MATERIAL FOR THIS TASK -
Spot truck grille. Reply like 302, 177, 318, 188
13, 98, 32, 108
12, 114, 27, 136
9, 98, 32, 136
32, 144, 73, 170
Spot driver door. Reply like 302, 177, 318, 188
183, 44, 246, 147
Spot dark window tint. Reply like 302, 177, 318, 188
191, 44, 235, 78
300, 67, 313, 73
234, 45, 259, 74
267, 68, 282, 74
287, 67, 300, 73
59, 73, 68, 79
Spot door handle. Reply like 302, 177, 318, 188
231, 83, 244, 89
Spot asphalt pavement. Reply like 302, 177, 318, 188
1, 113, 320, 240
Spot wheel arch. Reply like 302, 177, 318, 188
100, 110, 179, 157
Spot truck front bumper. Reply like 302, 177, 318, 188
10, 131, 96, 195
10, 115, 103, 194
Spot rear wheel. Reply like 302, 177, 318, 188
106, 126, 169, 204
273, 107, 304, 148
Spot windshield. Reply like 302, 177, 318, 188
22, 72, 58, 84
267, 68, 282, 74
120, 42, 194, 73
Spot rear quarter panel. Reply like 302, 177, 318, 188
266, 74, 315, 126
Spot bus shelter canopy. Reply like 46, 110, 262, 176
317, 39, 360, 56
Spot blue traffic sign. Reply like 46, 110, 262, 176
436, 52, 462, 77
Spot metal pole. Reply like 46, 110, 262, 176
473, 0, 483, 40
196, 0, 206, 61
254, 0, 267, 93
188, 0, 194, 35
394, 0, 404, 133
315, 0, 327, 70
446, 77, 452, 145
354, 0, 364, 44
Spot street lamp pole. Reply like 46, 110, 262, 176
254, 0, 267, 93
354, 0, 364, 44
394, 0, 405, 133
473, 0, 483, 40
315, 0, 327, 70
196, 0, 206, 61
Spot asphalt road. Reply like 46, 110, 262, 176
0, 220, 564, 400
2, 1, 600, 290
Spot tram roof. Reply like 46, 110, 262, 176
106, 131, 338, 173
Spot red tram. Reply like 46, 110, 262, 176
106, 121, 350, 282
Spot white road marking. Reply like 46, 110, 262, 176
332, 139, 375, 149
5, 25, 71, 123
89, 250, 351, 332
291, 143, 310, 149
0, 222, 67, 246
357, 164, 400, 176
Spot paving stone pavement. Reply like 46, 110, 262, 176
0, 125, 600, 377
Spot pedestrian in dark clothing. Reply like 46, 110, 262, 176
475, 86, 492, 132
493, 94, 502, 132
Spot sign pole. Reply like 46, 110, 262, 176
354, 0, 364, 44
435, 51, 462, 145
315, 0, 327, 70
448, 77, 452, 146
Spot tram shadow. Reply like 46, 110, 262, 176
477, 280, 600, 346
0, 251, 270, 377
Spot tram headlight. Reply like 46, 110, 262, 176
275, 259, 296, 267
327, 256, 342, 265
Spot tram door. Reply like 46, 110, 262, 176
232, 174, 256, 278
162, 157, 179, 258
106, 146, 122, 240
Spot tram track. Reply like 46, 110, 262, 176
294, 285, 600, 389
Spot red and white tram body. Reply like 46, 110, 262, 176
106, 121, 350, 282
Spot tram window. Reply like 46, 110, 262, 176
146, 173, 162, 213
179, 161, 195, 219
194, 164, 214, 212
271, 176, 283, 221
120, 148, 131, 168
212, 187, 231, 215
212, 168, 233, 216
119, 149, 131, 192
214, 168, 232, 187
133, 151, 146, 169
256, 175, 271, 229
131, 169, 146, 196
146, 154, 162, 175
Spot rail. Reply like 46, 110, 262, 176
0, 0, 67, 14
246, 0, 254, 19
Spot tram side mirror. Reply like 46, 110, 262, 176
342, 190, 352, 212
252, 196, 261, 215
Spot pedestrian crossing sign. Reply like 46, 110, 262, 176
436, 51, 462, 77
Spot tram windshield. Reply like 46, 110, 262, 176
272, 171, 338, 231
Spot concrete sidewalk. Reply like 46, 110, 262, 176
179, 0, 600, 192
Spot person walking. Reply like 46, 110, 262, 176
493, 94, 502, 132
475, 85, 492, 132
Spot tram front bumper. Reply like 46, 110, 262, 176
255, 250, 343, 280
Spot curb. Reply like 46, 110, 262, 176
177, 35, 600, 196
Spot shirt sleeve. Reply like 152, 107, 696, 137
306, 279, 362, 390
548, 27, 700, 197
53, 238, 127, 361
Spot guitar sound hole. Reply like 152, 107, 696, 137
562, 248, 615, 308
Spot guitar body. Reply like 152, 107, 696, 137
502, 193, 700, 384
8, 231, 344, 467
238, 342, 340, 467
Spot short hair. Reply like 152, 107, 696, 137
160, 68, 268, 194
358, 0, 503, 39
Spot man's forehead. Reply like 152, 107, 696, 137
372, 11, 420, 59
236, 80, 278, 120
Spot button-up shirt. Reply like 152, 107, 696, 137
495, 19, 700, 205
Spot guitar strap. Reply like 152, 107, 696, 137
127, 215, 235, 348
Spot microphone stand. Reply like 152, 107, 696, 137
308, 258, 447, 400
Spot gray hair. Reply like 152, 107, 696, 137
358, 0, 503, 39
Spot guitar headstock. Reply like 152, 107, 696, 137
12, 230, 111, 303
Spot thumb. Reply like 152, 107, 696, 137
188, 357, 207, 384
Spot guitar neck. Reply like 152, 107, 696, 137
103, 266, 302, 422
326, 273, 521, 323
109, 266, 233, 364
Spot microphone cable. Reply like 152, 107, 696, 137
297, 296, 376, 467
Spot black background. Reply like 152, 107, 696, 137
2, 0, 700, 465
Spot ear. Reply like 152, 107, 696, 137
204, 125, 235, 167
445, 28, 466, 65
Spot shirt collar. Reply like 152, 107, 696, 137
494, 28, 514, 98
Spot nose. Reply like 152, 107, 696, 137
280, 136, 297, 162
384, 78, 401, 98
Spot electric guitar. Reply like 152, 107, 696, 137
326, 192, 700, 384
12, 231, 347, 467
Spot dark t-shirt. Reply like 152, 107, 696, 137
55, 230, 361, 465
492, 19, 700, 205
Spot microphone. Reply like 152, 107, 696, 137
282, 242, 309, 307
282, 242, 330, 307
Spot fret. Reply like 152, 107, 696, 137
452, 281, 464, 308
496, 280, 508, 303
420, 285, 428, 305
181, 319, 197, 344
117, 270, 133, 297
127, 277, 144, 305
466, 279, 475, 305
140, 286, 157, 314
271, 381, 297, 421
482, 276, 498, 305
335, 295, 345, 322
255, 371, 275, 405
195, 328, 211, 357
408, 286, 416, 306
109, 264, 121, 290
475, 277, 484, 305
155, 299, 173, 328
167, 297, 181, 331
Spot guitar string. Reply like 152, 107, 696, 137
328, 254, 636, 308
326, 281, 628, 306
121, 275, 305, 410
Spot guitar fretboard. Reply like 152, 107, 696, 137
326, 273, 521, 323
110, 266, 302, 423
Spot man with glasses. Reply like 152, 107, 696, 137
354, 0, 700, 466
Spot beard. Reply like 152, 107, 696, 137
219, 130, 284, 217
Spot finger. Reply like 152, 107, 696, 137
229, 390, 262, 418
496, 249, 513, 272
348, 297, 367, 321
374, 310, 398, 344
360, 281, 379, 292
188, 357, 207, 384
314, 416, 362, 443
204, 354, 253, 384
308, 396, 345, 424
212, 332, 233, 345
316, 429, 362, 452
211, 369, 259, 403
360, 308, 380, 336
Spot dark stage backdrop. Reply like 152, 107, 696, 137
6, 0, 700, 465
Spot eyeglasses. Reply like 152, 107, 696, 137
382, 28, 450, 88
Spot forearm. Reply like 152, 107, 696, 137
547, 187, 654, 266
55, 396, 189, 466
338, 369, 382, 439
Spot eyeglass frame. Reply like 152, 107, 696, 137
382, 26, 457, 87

REQUEST - Format the material from the line containing "Spot button-up shirt." up to and including the line containing "282, 242, 330, 307" as a Markdown table. Use the columns Row and Entry, giving each line a row number and leaving out blank lines.

FINAL RESULT -
| Row | Entry |
|---|---|
| 1 | Spot button-up shirt. Reply like 152, 107, 696, 137 |
| 2 | 495, 19, 700, 205 |
| 3 | Spot guitar strap. Reply like 152, 107, 696, 137 |
| 4 | 127, 215, 235, 348 |
| 5 | Spot microphone stand. Reply like 152, 107, 696, 137 |
| 6 | 308, 258, 447, 400 |
| 7 | Spot gray hair. Reply like 152, 107, 696, 137 |
| 8 | 358, 0, 503, 39 |
| 9 | Spot guitar headstock. Reply like 152, 107, 696, 137 |
| 10 | 12, 230, 111, 303 |
| 11 | Spot thumb. Reply like 152, 107, 696, 137 |
| 12 | 188, 357, 207, 384 |
| 13 | Spot guitar neck. Reply like 152, 107, 696, 137 |
| 14 | 103, 266, 302, 422 |
| 15 | 326, 273, 521, 323 |
| 16 | 109, 266, 233, 364 |
| 17 | Spot microphone cable. Reply like 152, 107, 696, 137 |
| 18 | 297, 296, 376, 467 |
| 19 | Spot black background. Reply like 152, 107, 696, 137 |
| 20 | 2, 0, 700, 465 |
| 21 | Spot ear. Reply like 152, 107, 696, 137 |
| 22 | 204, 125, 235, 167 |
| 23 | 445, 28, 466, 65 |
| 24 | Spot shirt collar. Reply like 152, 107, 696, 137 |
| 25 | 494, 28, 514, 98 |
| 26 | Spot nose. Reply like 152, 107, 696, 137 |
| 27 | 280, 136, 297, 162 |
| 28 | 384, 78, 401, 98 |
| 29 | Spot electric guitar. Reply like 152, 107, 696, 137 |
| 30 | 326, 192, 700, 384 |
| 31 | 12, 231, 347, 467 |
| 32 | Spot dark t-shirt. Reply like 152, 107, 696, 137 |
| 33 | 55, 230, 361, 465 |
| 34 | 492, 19, 700, 205 |
| 35 | Spot microphone. Reply like 152, 107, 696, 137 |
| 36 | 282, 242, 309, 307 |
| 37 | 282, 242, 330, 307 |